_ÉNONCÉ RÉDIGÉ 1_
Relevez toutes les zones géographiques du Nigeria nommées dans l'article sur les alliances entre Boko Haram et les brigands, en citant chacune une seule fois.
_ÉNONCÉ RÉDIGÉ 2_
Poursuivez l'article sur les alliances entre Boko Haram et les brigands au Nigeria, à partir de sa dernière phrase.

_EXTRAIT FOURNI_
Boko Haram se lie avec des brigands au Nigeria

Dans sa quête d'expansion, le groupe extrémiste violent noue activement des alliances avec des criminels.

Lorsqu’Abubakar Shekau a revendiqué l’enlèvement de plus de 300 lycéens le 10 décembre 2020 dans l’État de Katsina, au nord-ouest du Nigeria, nul ne l’a pris au sérieux, même pas le gouvernement.

La preuve de vie des garçons enlevés provenait pourtant de Jamā’at Ahl as-Sunnah lid-Da’wah wa’l-Jihād (JAS), la faction de Boko Haram dirigée par Shekau. Étant donné que l’enlèvement était l’œuvre de brigands et a eu lieu dans une région que l’on pensait épargnée par Boko Haram, la revendication du groupe paraissait comme un effort de propagande.

Or, les recherches menées par l’Institut d’études de sécurité (ISS) démontrent non seulement que le JAS a participé à l’enlèvement, mais que le groupe entretenait déjà des liens avec ces brigands avant l’événement.

Boko Haram souhaite depuis longtemps élargir sa base au-delà du nord-est du Nigeria, et ce, plus particulièrement sous le commandement de Shekau. Le groupe profite de la dégradation des conditions de vie, notamment des conditions de sécurité, dans le nord-ouest et le centre-nord du pays pour en faire son nouveau terrain d’élection.

_ENTRÉES EXTRAITES_
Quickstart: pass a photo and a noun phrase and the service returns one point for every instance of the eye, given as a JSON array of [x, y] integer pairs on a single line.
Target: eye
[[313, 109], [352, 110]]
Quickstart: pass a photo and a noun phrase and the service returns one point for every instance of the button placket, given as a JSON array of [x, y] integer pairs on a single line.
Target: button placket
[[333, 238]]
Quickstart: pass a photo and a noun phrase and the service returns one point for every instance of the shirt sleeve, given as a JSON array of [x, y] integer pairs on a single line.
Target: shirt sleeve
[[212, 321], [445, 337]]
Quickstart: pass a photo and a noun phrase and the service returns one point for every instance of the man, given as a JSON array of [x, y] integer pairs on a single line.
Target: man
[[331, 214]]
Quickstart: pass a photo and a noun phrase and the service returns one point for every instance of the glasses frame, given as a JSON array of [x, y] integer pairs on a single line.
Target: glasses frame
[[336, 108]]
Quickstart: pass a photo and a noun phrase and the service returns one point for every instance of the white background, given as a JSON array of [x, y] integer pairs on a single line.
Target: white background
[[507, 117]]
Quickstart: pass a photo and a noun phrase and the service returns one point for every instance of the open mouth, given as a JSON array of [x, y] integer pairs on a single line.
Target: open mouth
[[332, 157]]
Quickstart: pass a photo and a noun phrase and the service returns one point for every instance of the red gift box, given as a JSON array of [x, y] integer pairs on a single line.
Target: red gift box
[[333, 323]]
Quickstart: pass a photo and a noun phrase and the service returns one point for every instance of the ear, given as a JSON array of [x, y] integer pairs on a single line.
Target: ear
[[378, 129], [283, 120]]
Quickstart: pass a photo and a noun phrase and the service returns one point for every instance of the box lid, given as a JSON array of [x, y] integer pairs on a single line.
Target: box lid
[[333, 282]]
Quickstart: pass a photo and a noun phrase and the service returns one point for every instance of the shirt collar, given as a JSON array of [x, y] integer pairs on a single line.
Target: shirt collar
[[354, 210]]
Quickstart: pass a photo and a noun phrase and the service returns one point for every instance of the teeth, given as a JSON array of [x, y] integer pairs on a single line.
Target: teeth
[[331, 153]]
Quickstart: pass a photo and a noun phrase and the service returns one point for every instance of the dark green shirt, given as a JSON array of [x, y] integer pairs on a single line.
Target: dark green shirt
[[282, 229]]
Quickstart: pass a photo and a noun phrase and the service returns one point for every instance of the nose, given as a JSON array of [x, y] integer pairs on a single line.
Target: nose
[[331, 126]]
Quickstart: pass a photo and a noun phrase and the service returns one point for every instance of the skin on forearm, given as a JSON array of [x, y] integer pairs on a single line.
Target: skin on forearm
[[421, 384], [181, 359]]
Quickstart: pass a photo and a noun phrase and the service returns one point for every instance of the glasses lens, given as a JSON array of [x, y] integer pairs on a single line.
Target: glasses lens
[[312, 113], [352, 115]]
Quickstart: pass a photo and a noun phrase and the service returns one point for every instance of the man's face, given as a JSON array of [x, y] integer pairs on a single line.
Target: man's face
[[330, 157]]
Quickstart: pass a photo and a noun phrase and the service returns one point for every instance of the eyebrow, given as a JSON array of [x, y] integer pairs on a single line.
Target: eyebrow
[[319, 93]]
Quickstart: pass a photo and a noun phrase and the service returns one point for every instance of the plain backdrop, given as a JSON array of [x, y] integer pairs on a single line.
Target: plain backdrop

_RÉPONSE ATTENDUE 1_
- l'État de Katsina
- le nord-ouest du Nigeria
- le nord-est du Nigeria
- le centre-nord du pays

_RÉPONSE ATTENDUE 2_
Attiser les menaces dans d’autres régions soulage Boko Haram de la pression exercée par les forces de sécurité dans son fief

Les premières traces de son intérêt pour ces zones, en particulier celle du nord-ouest, remontent à une vidéo interne de 2014 intitulée « Message aux Peuls ». On y voit Shekau exprimer sa « gratitude » aux combattants de l’État de Katsina et d’autres lieux non précisés.

Environ six ans plus tard, dans ce qui semblait être une nouvelle confirmation de l’intérêt de Shekau pour ces régions, des combattants de Boko Haram ont adressé leurs salutations à leurs collègues des États de Zamfara et de Niger dans une vidéo diffusée par le groupe. Trois semaines après, les combattants de l’État de Niger leur ont retourné la politesse.

Les incursions de Shekau dans les régions du nord-ouest et du centre-nord ont de nombreuses motivations. Il s’agit notamment de sa volonté de créer un État islamique au-delà du nord-est, de recruter des combattants, d’obtenir des gains financiers à travers des rançons, et d’exercer d’autres activités telles que l'exploitation illicite de mines d’or.

Il y a cependant une autre raison majeure : faire diversion. Déplacer la menace terroriste vers d’autres régions soulage le nord-est, et en particulier la forêt de Sambisa, de la pression exercée par les forces de sécurité. Shekau s’offre ainsi une marge de manœuvre à sa base de Sambisa.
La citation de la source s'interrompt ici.